__Your instructions__:
Every record below must be written out exactly. Leave out the pictures.

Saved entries
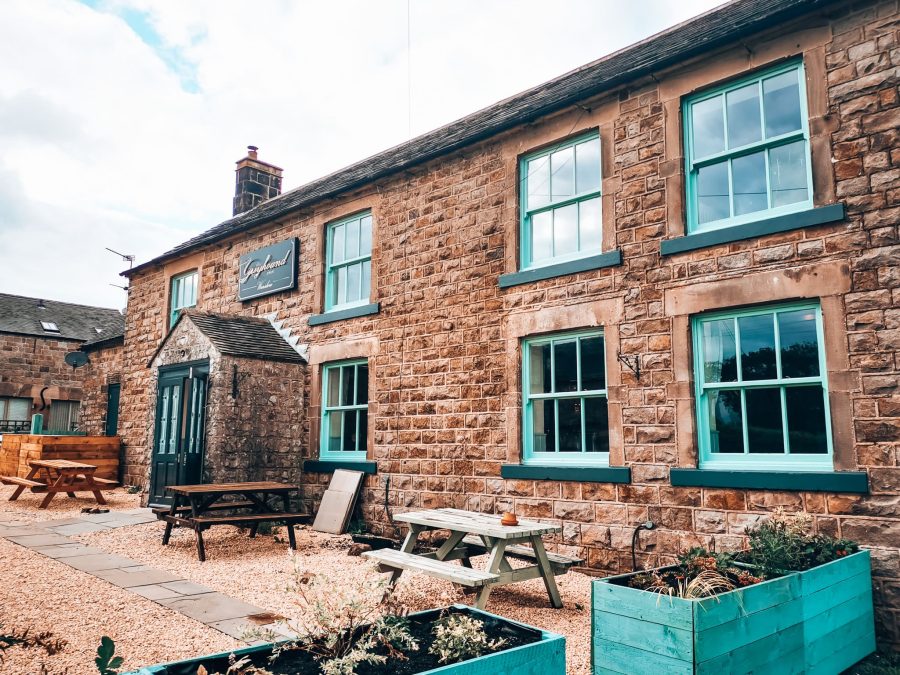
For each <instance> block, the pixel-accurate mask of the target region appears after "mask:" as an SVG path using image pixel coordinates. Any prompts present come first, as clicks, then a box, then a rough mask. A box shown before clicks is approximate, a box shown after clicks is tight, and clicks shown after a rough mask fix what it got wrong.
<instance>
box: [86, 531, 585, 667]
mask: <svg viewBox="0 0 900 675" xmlns="http://www.w3.org/2000/svg"><path fill="white" fill-rule="evenodd" d="M296 531H297V548H298V551H297V555H296V559H295V560H292V559H291V557H290V556H289V555H288V548H287V543H286V542H285V543H278V542H275V541H274V539H273V537H272V536H265V537H264V536H261V535H260V536H258V537H257V538H256V539H254V540H250V539H248V538H247V536H246V534H242V533H241V532H240V531H239V530H237V529H236V528H233V527H214V528H212V529H210V530H207V532H205V533H204V537H203V538H204V542H205V543H206V555H207V560H206V562H204V563H200V562H199V561H198V560H197V553H196V549H195V544H194V536H193V533H192V532H190V531H185V530H178V529H176V530H175V532H174V533H173V535H172V539H171V542H170V545H169V546H162V544H161V541H162V525H161V524H159V523H151V524H148V525H138V526H133V527H126V528H121V529H116V530H110V531H107V532H94V533H90V534H85V535H81V536H79V537H78V539H80V540H81V541H83V542H84V543H86V544H89V545H90V546H94V547H97V548H100V549H103V550H105V551H108V552H110V553H118V554H121V555H127V556H129V557H130V558H133V559H134V560H138V561H140V562H142V563H146V564H148V565H153V566H155V567H157V568H159V569H163V570H166V571H169V572H171V573H173V574H176V575H179V576H182V577H184V578H186V579H189V580H191V581H194V582H196V583H199V584H203V585H205V586H208V587H210V588H213V589H215V590H217V591H219V592H221V593H225V594H226V595H230V596H232V597H235V598H239V599H241V600H244V601H245V602H249V603H251V604H255V605H258V606H260V607H264V608H265V609H268V610H270V611H273V612H276V613H279V614H281V615H284V616H288V617H290V616H295V615H296V614H297V606H296V605H295V604H294V603H293V602H292V600H291V596H290V595H289V594H288V593H286V592H285V589H286V587H287V586H288V585H289V583H290V582H291V580H292V579H293V570H294V564H295V563H296V565H297V567H298V568H299V569H300V570H302V571H303V572H309V573H313V574H327V575H328V576H329V577H332V578H334V579H335V580H337V581H338V583H339V582H340V580H342V579H343V580H348V579H353V578H355V577H358V576H359V575H366V574H373V575H374V574H376V572H375V571H374V568H373V567H372V566H371V565H370V564H369V563H368V562H366V561H365V559H363V558H358V557H351V556H348V555H347V549H348V547H349V545H350V538H349V537H348V536H341V537H336V536H332V535H325V534H319V533H317V532H313V531H311V530H309V529H308V528H296ZM281 538H282V539H286V537H285V536H284V535H281ZM590 581H591V579H590V577H588V576H585V575H583V574H578V573H576V572H570V573H568V574H566V575H564V576H561V577H557V584H558V585H559V589H560V593H561V595H562V599H563V602H564V603H565V607H564V608H563V609H560V610H555V609H552V608H551V607H550V606H549V601H548V599H547V593H546V591H545V590H544V586H543V582H542V581H541V580H540V579H533V580H531V581H527V582H522V583H518V584H513V585H511V586H505V587H501V588H498V589H496V590H494V591H493V593H492V594H491V599H490V601H489V603H488V610H489V611H491V612H494V613H496V614H500V615H502V616H506V617H509V618H511V619H515V620H517V621H522V622H523V623H527V624H530V625H533V626H537V627H539V628H543V629H545V630H550V631H553V632H556V633H562V634H563V635H565V636H566V657H567V659H568V671H569V673H570V674H579V675H580V674H582V673H589V672H590V624H591V619H590ZM399 594H400V598H401V599H402V600H403V601H404V602H405V604H407V606H409V608H410V609H411V610H419V609H429V608H432V607H437V606H441V605H446V604H449V603H451V602H465V603H470V602H471V599H470V596H466V595H464V594H462V593H461V592H459V591H458V590H456V587H454V586H453V585H452V584H450V583H449V582H445V581H442V580H439V579H434V578H432V577H427V576H424V575H422V574H419V573H411V572H405V573H404V574H403V576H402V577H401V588H400V591H399ZM142 623H143V625H144V626H145V627H146V626H147V621H142ZM206 651H213V650H210V649H208V650H206ZM152 662H153V661H152V660H151V661H148V662H147V663H152Z"/></svg>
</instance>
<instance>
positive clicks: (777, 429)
mask: <svg viewBox="0 0 900 675" xmlns="http://www.w3.org/2000/svg"><path fill="white" fill-rule="evenodd" d="M746 395H747V441H748V443H749V445H750V452H769V453H771V452H784V429H783V427H782V420H781V390H780V389H778V388H773V389H768V388H767V389H748V390H747V393H746Z"/></svg>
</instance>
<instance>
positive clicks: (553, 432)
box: [531, 401, 556, 452]
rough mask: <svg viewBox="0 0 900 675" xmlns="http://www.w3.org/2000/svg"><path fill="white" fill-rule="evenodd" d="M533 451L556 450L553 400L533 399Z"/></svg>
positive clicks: (554, 450)
mask: <svg viewBox="0 0 900 675" xmlns="http://www.w3.org/2000/svg"><path fill="white" fill-rule="evenodd" d="M531 411H532V412H531V414H532V425H533V426H532V434H533V436H534V439H533V445H532V448H533V449H534V452H556V411H555V406H554V402H553V401H535V402H534V403H533V404H532V406H531Z"/></svg>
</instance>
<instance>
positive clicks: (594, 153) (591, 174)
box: [575, 138, 600, 194]
mask: <svg viewBox="0 0 900 675" xmlns="http://www.w3.org/2000/svg"><path fill="white" fill-rule="evenodd" d="M575 173H576V175H575V183H576V189H577V191H578V194H581V193H582V192H593V191H595V190H599V189H600V139H599V138H595V139H593V140H591V141H587V142H585V143H579V144H578V145H576V146H575Z"/></svg>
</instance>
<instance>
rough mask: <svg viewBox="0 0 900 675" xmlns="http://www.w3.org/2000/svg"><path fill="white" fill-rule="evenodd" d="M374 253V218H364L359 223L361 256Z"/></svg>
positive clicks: (369, 216)
mask: <svg viewBox="0 0 900 675" xmlns="http://www.w3.org/2000/svg"><path fill="white" fill-rule="evenodd" d="M370 253H372V216H363V217H362V220H360V221H359V254H360V255H369V254H370Z"/></svg>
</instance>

__Solution to this problem__:
For each <instance> block, the pixel-accurate mask of the target region appears after "mask:" as an SVG path using image pixel coordinates. Any prompts present come first, as clicks, then a box, then a rough mask. A box shown before clicks is approximate, a box shown after clicks is tight, and clicks shown after a rough mask fix what it got wrong.
<instance>
box: [86, 531, 585, 667]
mask: <svg viewBox="0 0 900 675" xmlns="http://www.w3.org/2000/svg"><path fill="white" fill-rule="evenodd" d="M296 531H297V548H298V551H297V555H296V559H295V560H292V559H291V557H290V556H289V555H288V548H287V543H286V542H285V543H278V542H275V541H274V539H273V537H272V536H265V537H264V536H261V535H260V536H258V537H257V538H256V539H254V540H250V539H248V538H247V536H246V534H242V533H241V532H240V531H239V530H237V529H236V528H233V527H214V528H212V529H210V530H207V532H205V533H204V537H203V538H204V542H205V543H206V555H207V560H206V562H204V563H200V562H199V561H198V560H197V553H196V549H195V544H194V536H193V533H192V532H190V531H185V530H178V529H176V530H175V532H174V533H173V535H172V539H171V542H170V545H169V546H162V544H161V541H162V525H161V524H159V523H151V524H148V525H138V526H133V527H126V528H121V529H116V530H110V531H107V532H94V533H90V534H85V535H81V536H79V537H78V539H80V540H81V541H83V542H84V543H86V544H89V545H90V546H94V547H97V548H100V549H103V550H105V551H108V552H110V553H118V554H121V555H127V556H129V557H130V558H133V559H134V560H138V561H140V562H142V563H146V564H148V565H153V566H155V567H157V568H159V569H163V570H166V571H169V572H171V573H173V574H176V575H179V576H182V577H184V578H186V579H189V580H191V581H194V582H196V583H199V584H203V585H205V586H208V587H210V588H213V589H215V590H217V591H219V592H221V593H225V594H226V595H230V596H232V597H235V598H239V599H241V600H244V601H245V602H249V603H251V604H255V605H258V606H260V607H264V608H265V609H268V610H270V611H273V612H276V613H279V614H281V615H284V616H288V617H290V616H295V615H296V614H297V606H296V605H295V604H294V603H293V602H292V600H291V596H290V595H289V594H288V593H286V592H285V589H286V587H287V586H288V585H289V583H290V582H291V580H292V579H293V570H294V564H295V563H296V565H297V567H298V568H299V569H300V570H302V571H303V572H309V573H313V574H327V575H328V576H329V577H332V578H334V579H335V580H337V581H338V583H339V582H340V580H342V579H343V580H348V579H353V578H355V577H358V576H359V575H366V574H373V575H374V574H376V572H375V571H374V568H373V567H372V566H371V565H370V564H369V563H368V562H366V561H365V559H363V558H358V557H351V556H348V555H347V549H348V547H349V545H350V538H349V537H348V536H341V537H336V536H332V535H325V534H319V533H317V532H313V531H311V530H309V529H308V528H296ZM281 538H282V539H286V537H285V536H284V535H281ZM590 581H591V579H590V577H588V576H585V575H583V574H578V573H576V572H570V573H568V574H566V575H564V576H561V577H557V584H558V585H559V589H560V593H561V595H562V599H563V602H564V603H565V607H564V608H563V609H560V610H555V609H552V608H551V607H550V606H549V601H548V599H547V593H546V591H545V590H544V586H543V582H542V581H541V580H540V579H533V580H531V581H527V582H522V583H518V584H513V585H511V586H505V587H501V588H498V589H496V590H494V591H493V593H492V594H491V599H490V601H489V603H488V610H489V611H491V612H494V613H496V614H500V615H502V616H506V617H509V618H511V619H515V620H517V621H522V622H523V623H527V624H530V625H533V626H537V627H539V628H543V629H545V630H550V631H553V632H556V633H562V634H563V635H565V636H566V657H567V659H568V671H569V673H570V674H579V675H580V674H582V673H589V672H590V624H591V619H590ZM399 594H400V598H401V599H402V600H403V601H404V602H405V604H407V606H409V608H410V609H411V610H419V609H429V608H432V607H437V606H441V605H446V604H449V603H451V602H465V603H470V602H471V599H470V596H466V595H464V594H462V593H461V592H459V591H458V590H456V587H454V586H453V585H452V584H450V583H449V582H445V581H442V580H439V579H434V578H432V577H427V576H424V575H422V574H419V573H411V572H405V573H404V574H403V576H402V577H401V588H400V591H399ZM142 623H143V625H144V626H145V627H146V626H147V621H142ZM206 651H213V650H210V649H208V650H206ZM152 662H153V661H152V660H151V661H148V662H147V663H152Z"/></svg>
</instance>
<instance>
positive clicks: (777, 429)
mask: <svg viewBox="0 0 900 675" xmlns="http://www.w3.org/2000/svg"><path fill="white" fill-rule="evenodd" d="M746 395H747V441H748V443H749V445H750V452H769V453H771V452H784V429H783V427H782V420H781V390H780V389H778V388H773V389H768V388H767V389H748V390H747V393H746Z"/></svg>
</instance>
<instance>
positive clicks: (553, 432)
box: [531, 401, 556, 452]
rough mask: <svg viewBox="0 0 900 675" xmlns="http://www.w3.org/2000/svg"><path fill="white" fill-rule="evenodd" d="M533 451L556 450L553 400L533 399Z"/></svg>
positive clicks: (554, 450)
mask: <svg viewBox="0 0 900 675" xmlns="http://www.w3.org/2000/svg"><path fill="white" fill-rule="evenodd" d="M531 411H532V412H531V414H532V425H533V426H532V434H533V436H534V439H533V445H532V448H533V449H534V452H556V411H555V406H554V402H553V401H535V402H534V403H533V404H532V406H531Z"/></svg>
</instance>
<instance>
positive clicks: (594, 153) (591, 174)
box: [575, 138, 600, 194]
mask: <svg viewBox="0 0 900 675" xmlns="http://www.w3.org/2000/svg"><path fill="white" fill-rule="evenodd" d="M575 173H576V175H575V183H576V189H577V191H578V194H581V193H582V192H593V191H595V190H599V189H600V139H599V138H595V139H593V140H591V141H587V142H585V143H579V144H578V145H576V146H575Z"/></svg>
</instance>
<instance>
rough mask: <svg viewBox="0 0 900 675" xmlns="http://www.w3.org/2000/svg"><path fill="white" fill-rule="evenodd" d="M374 253V218H364L359 223L361 256Z"/></svg>
positive clicks: (369, 216)
mask: <svg viewBox="0 0 900 675" xmlns="http://www.w3.org/2000/svg"><path fill="white" fill-rule="evenodd" d="M370 253H372V216H363V217H362V220H360V221H359V254H360V255H369V254H370Z"/></svg>
</instance>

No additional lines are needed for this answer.